─── DATA EXTRACT
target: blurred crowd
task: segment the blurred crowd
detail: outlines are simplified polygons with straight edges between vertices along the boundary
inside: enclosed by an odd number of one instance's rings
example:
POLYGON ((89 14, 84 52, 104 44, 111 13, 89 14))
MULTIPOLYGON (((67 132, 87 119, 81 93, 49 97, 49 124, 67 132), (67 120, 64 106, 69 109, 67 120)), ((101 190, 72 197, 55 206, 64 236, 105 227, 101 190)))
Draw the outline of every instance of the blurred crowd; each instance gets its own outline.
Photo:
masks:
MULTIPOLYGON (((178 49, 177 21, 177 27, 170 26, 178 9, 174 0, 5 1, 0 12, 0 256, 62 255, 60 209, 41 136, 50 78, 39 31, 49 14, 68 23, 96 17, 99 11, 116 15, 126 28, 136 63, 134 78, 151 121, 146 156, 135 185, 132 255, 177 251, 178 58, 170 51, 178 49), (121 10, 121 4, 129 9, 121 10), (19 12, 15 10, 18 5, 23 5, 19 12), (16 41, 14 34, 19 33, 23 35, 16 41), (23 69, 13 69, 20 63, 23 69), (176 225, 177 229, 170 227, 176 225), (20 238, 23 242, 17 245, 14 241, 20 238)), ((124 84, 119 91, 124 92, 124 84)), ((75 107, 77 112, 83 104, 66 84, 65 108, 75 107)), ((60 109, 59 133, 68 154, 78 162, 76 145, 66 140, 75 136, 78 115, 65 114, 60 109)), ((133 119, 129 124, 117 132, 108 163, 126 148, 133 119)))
──────
Reproduce every line of the records above that contains the string "crowd", treating uppercase and lowercase letters as distinct.

TASK RESULT>
target: blurred crowd
task: segment the blurred crowd
Draw the outline of every instance of the blurred crowd; each instance gets its own outline.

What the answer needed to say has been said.